### YOUR OBJECTIVE
Please report every line of the records below that contains the word "large", copying each line in full. Case counts.

### SOURCE MATERIAL
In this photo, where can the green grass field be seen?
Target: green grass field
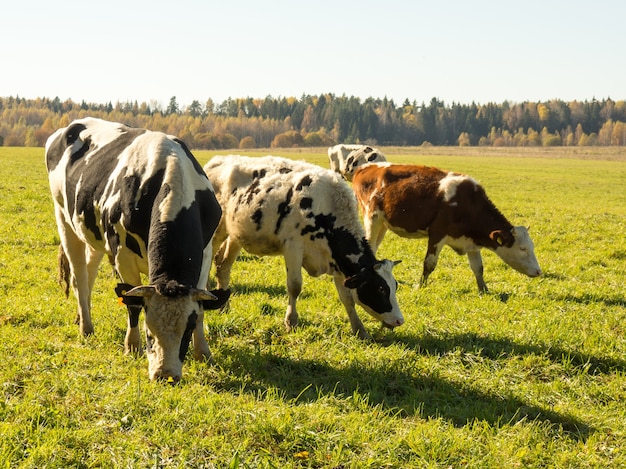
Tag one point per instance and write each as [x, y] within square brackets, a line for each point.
[532, 374]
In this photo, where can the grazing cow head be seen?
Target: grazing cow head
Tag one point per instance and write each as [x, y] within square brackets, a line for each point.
[517, 249]
[374, 288]
[171, 312]
[356, 158]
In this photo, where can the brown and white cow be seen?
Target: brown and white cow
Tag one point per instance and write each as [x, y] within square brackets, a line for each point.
[141, 198]
[309, 215]
[344, 159]
[448, 208]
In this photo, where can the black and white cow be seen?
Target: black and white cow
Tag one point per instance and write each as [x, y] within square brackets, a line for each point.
[309, 215]
[345, 159]
[141, 198]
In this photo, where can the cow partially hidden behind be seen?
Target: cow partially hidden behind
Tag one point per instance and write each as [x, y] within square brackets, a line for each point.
[448, 208]
[141, 198]
[276, 206]
[345, 159]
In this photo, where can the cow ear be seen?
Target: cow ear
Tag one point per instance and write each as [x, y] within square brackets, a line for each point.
[123, 289]
[498, 237]
[142, 291]
[355, 281]
[351, 282]
[201, 295]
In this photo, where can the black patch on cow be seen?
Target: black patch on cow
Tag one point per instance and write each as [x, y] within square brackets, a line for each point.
[94, 174]
[374, 291]
[186, 339]
[72, 133]
[248, 195]
[306, 181]
[82, 151]
[283, 209]
[221, 299]
[175, 249]
[133, 245]
[172, 289]
[257, 218]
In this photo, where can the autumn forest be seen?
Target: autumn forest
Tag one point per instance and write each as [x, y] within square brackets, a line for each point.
[327, 119]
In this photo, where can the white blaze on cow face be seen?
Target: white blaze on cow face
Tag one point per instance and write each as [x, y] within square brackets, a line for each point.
[377, 296]
[521, 255]
[449, 184]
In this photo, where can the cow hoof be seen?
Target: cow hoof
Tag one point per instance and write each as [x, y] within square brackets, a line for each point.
[133, 351]
[205, 357]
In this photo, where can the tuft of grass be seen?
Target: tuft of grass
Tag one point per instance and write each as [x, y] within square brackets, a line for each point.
[531, 374]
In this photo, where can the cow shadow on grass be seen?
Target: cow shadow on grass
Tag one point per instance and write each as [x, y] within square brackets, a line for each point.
[398, 387]
[502, 348]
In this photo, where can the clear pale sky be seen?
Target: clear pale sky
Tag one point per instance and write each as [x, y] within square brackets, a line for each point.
[456, 50]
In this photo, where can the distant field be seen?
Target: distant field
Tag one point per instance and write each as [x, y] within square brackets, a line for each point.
[532, 374]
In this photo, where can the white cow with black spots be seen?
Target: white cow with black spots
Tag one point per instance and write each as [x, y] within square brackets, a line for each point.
[141, 198]
[309, 215]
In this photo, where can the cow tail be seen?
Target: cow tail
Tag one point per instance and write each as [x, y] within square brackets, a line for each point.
[64, 271]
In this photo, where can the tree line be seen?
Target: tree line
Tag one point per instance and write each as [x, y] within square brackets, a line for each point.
[328, 119]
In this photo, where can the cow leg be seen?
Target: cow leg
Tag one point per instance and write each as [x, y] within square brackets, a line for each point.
[476, 264]
[76, 252]
[225, 256]
[348, 302]
[431, 259]
[201, 349]
[129, 273]
[293, 265]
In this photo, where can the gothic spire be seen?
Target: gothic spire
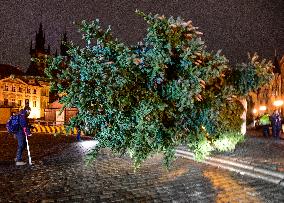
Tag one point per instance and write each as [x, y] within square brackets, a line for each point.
[277, 68]
[63, 45]
[40, 38]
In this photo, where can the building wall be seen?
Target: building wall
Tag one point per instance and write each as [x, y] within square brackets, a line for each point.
[15, 92]
[269, 93]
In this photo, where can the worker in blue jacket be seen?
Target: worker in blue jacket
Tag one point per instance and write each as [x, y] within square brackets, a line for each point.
[21, 133]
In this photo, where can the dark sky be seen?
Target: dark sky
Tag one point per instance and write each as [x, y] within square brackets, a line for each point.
[235, 26]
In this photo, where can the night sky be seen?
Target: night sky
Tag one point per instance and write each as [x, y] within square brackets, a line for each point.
[235, 26]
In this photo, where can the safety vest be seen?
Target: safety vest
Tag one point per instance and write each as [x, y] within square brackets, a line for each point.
[264, 120]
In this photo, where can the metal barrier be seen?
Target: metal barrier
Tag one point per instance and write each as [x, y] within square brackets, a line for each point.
[52, 129]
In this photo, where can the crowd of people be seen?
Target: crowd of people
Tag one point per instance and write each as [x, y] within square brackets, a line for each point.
[273, 120]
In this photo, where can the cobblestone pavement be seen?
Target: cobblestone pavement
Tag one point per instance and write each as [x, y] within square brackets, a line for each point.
[259, 151]
[61, 176]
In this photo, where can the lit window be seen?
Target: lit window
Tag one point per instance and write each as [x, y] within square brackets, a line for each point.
[13, 102]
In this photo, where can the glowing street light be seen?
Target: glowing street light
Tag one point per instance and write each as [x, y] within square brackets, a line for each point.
[278, 103]
[254, 111]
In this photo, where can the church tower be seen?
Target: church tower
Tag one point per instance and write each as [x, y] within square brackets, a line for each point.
[63, 45]
[38, 54]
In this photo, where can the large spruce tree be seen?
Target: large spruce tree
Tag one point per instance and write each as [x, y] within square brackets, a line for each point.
[165, 91]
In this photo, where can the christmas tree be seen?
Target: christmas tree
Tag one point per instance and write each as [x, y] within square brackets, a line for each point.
[150, 98]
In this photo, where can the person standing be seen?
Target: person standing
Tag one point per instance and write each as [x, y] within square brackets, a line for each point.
[264, 121]
[21, 133]
[276, 124]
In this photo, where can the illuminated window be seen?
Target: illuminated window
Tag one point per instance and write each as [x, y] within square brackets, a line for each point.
[13, 102]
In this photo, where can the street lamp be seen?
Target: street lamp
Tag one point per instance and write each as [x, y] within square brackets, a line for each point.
[262, 108]
[254, 111]
[278, 103]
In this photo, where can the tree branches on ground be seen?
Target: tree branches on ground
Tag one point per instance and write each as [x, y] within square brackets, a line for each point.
[151, 97]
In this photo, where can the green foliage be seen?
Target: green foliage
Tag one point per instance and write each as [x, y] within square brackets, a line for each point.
[151, 97]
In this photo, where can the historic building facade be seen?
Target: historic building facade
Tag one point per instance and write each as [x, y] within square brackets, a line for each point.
[270, 96]
[17, 92]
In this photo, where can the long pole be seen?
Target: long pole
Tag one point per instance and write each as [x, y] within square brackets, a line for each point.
[28, 148]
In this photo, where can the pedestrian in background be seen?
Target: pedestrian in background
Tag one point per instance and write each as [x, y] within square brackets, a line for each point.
[264, 121]
[276, 124]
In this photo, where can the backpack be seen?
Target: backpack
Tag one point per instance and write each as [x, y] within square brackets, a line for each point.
[13, 124]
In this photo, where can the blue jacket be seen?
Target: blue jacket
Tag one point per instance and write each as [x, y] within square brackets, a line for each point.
[23, 120]
[276, 120]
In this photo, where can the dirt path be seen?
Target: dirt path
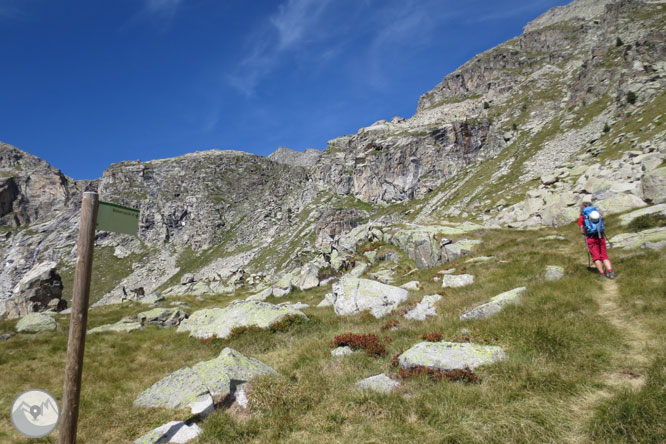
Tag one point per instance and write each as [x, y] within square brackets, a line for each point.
[630, 361]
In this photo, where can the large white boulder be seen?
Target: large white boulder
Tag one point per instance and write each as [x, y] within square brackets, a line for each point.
[353, 295]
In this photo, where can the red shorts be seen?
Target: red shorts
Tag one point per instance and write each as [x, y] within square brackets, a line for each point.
[597, 247]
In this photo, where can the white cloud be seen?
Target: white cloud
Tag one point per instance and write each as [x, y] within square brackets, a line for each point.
[294, 19]
[292, 26]
[162, 6]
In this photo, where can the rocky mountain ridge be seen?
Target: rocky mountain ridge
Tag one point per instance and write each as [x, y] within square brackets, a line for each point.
[571, 109]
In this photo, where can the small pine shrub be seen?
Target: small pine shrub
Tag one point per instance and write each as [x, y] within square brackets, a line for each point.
[631, 97]
[432, 337]
[647, 221]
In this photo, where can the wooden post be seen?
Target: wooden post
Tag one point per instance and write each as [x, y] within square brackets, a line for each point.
[79, 319]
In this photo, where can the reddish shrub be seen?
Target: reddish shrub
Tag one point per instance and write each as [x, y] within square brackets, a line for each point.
[390, 324]
[435, 336]
[395, 359]
[464, 375]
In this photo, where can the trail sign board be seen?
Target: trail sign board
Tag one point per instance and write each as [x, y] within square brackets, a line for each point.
[116, 218]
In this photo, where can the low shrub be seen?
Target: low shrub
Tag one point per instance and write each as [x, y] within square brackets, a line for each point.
[435, 336]
[368, 342]
[390, 324]
[631, 97]
[464, 375]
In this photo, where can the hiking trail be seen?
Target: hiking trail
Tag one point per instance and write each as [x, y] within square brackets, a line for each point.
[629, 362]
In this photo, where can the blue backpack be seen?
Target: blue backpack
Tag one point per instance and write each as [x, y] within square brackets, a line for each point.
[592, 228]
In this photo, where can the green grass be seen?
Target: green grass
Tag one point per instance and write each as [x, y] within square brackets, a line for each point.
[634, 417]
[558, 345]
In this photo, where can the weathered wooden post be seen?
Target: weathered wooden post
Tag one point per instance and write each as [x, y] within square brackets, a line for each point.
[79, 318]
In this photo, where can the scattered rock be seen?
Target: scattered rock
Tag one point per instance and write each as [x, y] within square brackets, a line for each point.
[549, 179]
[261, 296]
[552, 237]
[479, 259]
[412, 285]
[39, 290]
[656, 246]
[283, 286]
[174, 431]
[36, 323]
[196, 387]
[449, 355]
[554, 273]
[654, 209]
[424, 308]
[187, 278]
[620, 203]
[182, 388]
[220, 321]
[383, 275]
[163, 317]
[635, 240]
[353, 295]
[327, 301]
[308, 278]
[359, 269]
[341, 351]
[379, 383]
[457, 280]
[654, 186]
[294, 305]
[495, 305]
[125, 325]
[151, 299]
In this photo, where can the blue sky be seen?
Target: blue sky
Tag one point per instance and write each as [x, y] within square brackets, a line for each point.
[86, 83]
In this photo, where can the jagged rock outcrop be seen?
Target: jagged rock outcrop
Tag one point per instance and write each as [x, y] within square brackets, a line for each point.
[517, 137]
[39, 290]
[285, 155]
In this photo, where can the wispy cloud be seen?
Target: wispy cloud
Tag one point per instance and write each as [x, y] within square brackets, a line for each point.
[537, 5]
[162, 7]
[158, 12]
[401, 26]
[288, 30]
[316, 33]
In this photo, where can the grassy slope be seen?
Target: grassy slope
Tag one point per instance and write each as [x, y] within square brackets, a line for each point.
[560, 348]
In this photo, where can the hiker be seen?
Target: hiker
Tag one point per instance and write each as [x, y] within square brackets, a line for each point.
[592, 227]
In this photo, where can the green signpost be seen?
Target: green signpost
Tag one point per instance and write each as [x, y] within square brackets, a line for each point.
[95, 215]
[112, 217]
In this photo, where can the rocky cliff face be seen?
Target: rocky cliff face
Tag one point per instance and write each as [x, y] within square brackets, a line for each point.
[571, 109]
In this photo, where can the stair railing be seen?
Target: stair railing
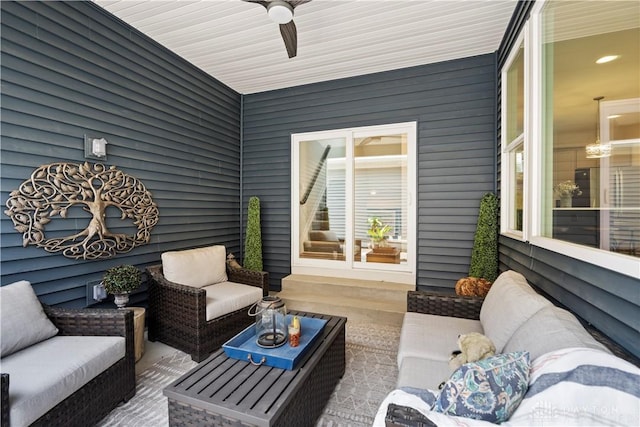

### FULL ANSWER
In this photo, where can the large spruce tree be seen?
Target: large spruce tree
In this photo, where can the large white boulder be seen?
Target: large white boulder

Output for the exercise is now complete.